Hervormingen zijn, rekening houdend met het bovenstaande, goed mogelijk. Afschaffing van de hypotheekrenteaftrek zou leiden tot een daling van de woningwaarde met zo’n 30 procent. Drie samenhangende maatregelen kunnen dat verlies compenseren. Het netto-inkomen na aftrek van de woonlasten blijft daardoor op peil.

Door het eigenwoningforfait en de overdrachtsbelasting af te schaffen, wordt het verlies door het schrappen van de hypotheekrenteaftrek met ruim een derde gecompenseerd. Dat neemt toe tot ruim de helft als hypotheken voortaan volledig worden afgelost, maar wel een looptijd van vijftig jaar krijgen. Verlaging van de inkomstenbelasting met 4 procentpunten is vervolgens voldoende om de woningwaarde weer op het oorspronkelijke peil te brengen.

Van de belastingverlaging profiteren ook huurders. Zij kunnen met behoud van hun besteedbaar inkomen meer huur betalen. Meer huur is meer rendement, waardoor beleggers en ontwikkelaars worden geprikkeld om in huur­woningen te investeren.

Door de socialehuurwoningen marktconform te verhuren 
–waarmee de sociale sector feitelijk wordt opgeheven– wordt de laatste kloof in de woningmarkt gedicht. De huurtoeslag dient dan wel te worden uitgebreid. De extra opbrengsten uit de marktconforme huren compenseren dat ruimschoots. ‘Scheefwoners’ gaan immers een reële huur betalen.

> Records met puntannotaties
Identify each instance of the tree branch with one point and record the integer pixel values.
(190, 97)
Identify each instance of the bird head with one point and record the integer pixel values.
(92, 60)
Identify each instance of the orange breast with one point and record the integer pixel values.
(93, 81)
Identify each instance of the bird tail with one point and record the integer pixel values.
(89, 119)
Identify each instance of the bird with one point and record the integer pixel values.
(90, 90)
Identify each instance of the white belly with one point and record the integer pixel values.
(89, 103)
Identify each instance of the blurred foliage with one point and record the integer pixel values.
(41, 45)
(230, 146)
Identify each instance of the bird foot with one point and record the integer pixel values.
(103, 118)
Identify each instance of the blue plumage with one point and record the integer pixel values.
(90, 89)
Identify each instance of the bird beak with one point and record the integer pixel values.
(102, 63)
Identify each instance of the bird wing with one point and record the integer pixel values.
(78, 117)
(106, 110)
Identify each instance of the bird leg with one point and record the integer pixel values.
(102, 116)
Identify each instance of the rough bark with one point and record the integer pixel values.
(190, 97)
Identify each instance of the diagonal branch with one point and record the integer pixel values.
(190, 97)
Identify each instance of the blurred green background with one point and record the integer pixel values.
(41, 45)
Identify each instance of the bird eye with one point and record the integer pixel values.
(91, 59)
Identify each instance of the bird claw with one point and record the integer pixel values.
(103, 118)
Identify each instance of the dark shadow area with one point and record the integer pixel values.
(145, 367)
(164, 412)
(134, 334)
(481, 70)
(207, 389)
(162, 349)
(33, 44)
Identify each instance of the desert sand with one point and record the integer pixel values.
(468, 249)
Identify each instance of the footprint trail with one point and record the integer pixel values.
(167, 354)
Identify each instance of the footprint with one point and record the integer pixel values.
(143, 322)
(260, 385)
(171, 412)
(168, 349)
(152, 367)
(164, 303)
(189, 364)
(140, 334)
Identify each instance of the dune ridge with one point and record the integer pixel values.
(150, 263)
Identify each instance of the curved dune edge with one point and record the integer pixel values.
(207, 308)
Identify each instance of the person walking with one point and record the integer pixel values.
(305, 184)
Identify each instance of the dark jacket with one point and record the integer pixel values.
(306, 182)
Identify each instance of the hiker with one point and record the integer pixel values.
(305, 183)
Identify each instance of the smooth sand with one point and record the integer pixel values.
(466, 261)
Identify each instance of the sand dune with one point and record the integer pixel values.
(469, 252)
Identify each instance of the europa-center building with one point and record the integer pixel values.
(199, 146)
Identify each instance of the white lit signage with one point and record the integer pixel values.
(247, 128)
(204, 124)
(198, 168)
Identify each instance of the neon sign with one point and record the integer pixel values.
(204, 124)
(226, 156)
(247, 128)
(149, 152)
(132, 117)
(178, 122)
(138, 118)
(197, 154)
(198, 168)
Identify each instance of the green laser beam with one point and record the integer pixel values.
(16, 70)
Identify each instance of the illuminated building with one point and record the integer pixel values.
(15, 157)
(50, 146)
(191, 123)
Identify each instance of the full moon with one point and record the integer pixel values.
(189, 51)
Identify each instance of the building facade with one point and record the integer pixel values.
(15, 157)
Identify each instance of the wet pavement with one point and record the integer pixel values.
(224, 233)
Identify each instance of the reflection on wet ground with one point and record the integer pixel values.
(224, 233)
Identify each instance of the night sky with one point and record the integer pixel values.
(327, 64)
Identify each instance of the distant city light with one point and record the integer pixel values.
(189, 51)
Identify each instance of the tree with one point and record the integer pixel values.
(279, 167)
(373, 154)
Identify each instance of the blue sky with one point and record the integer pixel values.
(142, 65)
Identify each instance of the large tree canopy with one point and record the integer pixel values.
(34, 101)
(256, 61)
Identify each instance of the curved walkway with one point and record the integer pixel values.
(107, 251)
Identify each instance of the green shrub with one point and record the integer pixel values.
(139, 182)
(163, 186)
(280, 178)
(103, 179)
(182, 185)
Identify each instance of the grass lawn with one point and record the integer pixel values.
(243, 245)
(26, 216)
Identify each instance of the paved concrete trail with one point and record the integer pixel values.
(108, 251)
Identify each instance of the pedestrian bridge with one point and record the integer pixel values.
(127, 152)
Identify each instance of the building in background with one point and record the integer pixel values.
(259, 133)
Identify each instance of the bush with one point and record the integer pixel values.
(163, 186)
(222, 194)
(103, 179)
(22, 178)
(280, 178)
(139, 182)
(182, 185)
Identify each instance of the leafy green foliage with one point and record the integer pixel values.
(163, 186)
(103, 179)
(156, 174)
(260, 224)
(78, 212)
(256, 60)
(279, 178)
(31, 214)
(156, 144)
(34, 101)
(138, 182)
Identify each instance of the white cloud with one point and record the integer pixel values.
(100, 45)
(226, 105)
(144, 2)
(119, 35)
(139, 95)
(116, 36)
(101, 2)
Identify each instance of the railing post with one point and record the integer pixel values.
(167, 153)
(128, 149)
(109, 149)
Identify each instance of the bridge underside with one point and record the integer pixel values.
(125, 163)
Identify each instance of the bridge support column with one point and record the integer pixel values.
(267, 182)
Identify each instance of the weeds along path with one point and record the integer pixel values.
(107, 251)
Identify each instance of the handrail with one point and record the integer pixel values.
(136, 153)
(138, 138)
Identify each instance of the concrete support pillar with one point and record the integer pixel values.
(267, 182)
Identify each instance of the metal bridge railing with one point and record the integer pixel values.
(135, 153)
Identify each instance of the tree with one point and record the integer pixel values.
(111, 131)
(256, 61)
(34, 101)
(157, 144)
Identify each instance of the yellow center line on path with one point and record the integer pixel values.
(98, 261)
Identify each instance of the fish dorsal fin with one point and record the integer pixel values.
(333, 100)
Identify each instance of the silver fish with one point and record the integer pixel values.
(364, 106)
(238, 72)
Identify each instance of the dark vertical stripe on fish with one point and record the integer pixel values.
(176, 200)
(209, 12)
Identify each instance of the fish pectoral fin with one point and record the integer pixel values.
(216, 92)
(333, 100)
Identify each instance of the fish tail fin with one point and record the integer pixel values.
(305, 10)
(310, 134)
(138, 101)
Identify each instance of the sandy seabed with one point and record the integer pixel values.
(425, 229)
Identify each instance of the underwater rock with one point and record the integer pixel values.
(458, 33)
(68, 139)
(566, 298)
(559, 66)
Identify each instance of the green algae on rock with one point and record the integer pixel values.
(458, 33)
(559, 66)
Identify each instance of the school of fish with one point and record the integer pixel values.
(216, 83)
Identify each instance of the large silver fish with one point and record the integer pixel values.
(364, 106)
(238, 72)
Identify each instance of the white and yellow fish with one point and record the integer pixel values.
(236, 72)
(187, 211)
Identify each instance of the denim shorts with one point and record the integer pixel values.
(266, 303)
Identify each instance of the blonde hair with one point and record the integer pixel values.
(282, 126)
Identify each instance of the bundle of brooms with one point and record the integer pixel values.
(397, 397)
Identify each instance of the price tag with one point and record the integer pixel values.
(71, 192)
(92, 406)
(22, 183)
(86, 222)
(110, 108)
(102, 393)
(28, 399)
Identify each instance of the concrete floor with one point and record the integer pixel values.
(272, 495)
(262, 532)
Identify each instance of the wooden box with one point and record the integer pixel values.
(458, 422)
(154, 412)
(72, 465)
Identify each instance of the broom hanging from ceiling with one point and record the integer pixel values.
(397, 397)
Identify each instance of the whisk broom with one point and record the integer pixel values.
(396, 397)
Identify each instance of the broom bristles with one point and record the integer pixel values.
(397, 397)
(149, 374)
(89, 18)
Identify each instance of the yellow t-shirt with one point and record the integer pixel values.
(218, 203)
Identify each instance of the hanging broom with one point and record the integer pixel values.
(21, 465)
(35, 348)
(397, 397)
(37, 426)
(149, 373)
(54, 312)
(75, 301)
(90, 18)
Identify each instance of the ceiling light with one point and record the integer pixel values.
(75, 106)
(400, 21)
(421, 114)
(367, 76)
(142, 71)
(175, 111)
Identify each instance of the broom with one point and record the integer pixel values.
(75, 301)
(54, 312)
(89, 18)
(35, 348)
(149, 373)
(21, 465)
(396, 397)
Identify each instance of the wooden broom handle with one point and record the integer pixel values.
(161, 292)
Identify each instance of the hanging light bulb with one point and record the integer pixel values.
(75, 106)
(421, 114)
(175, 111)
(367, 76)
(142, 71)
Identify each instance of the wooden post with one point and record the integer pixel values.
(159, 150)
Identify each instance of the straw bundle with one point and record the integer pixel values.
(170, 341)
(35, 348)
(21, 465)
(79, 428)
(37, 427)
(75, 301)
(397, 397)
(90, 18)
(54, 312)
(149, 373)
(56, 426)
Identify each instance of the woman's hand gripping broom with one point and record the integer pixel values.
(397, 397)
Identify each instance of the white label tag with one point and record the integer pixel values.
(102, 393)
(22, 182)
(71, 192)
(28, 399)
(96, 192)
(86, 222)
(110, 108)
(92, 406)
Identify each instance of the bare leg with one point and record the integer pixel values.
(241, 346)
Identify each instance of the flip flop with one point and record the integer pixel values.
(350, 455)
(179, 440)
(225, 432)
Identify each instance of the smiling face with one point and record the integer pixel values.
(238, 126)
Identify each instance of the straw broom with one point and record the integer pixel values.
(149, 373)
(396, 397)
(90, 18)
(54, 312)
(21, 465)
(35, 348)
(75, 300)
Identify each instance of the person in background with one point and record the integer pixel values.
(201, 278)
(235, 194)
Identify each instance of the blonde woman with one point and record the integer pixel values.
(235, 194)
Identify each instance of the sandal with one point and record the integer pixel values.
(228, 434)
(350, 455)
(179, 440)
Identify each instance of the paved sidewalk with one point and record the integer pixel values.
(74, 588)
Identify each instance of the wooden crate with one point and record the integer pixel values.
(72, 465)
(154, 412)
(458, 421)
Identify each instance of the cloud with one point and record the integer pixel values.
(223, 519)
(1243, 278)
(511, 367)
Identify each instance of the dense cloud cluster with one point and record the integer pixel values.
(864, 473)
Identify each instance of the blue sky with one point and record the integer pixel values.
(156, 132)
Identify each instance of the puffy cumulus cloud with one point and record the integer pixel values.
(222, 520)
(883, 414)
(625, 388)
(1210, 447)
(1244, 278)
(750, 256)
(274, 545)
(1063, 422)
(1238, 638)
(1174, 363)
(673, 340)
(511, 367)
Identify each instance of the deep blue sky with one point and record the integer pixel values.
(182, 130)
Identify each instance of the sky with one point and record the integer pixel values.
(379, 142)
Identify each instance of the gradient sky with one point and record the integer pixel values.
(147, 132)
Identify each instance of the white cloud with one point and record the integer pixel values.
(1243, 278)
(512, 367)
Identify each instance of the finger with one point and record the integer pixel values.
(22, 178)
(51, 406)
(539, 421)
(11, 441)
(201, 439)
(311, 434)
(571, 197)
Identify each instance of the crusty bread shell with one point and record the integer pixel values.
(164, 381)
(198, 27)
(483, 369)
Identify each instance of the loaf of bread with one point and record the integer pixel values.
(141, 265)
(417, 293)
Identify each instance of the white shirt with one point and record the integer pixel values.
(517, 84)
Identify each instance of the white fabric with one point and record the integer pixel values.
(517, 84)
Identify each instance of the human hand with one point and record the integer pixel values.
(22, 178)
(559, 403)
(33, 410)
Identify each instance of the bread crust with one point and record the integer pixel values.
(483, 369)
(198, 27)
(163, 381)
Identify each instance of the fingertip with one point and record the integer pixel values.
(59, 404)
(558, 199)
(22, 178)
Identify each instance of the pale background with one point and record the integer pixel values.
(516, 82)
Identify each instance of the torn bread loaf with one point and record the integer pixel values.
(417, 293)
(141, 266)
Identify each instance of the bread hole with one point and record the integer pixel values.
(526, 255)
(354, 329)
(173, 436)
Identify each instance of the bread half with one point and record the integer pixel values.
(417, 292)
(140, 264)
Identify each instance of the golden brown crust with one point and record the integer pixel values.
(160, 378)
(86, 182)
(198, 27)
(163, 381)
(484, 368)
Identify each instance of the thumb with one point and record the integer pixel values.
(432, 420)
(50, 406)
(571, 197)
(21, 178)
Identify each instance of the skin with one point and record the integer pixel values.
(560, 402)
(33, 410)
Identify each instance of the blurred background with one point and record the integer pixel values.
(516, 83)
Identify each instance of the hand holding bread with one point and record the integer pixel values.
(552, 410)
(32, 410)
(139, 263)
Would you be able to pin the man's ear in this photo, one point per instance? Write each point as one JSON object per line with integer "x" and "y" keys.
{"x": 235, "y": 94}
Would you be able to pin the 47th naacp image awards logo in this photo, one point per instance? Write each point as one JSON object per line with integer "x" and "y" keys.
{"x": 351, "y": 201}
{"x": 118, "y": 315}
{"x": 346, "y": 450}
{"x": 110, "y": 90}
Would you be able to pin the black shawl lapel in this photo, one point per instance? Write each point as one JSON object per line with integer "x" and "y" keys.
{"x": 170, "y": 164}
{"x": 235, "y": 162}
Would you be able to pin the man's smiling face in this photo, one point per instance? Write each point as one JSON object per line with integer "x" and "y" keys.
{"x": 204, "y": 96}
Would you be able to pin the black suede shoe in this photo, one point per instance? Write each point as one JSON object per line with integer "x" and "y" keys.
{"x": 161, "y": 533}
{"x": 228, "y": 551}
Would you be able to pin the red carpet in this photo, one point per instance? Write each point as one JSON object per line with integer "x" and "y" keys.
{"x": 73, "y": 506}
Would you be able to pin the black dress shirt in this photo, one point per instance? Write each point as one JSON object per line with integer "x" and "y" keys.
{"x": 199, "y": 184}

> SCHRIFTELIJKE OPDRACHT
Citeer letterlijk uit de tekst over de woningmarkt het stuk dat begint bij "Door het eigenwoningforfait" en eindigt bij "huur­woningen te investeren.". De records spelen hierbij geen rol.

> RESULTAAT OPDRACHT
Door het eigenwoningforfait en de overdrachtsbelasting af te schaffen, wordt het verlies door het schrappen van de hypotheekrenteaftrek met ruim een derde gecompenseerd. Dat neemt toe tot ruim de helft als hypotheken voortaan volledig worden afgelost, maar wel een looptijd van vijftig jaar krijgen. Verlaging van de inkomstenbelasting met 4 procentpunten is vervolgens voldoende om de woningwaarde weer op het oorspronkelijke peil te brengen.

Van de belastingverlaging profiteren ook huurders. Zij kunnen met behoud van hun besteedbaar inkomen meer huur betalen. Meer huur is meer rendement, waardoor beleggers en ontwikkelaars worden geprikkeld om in huur­woningen te investeren.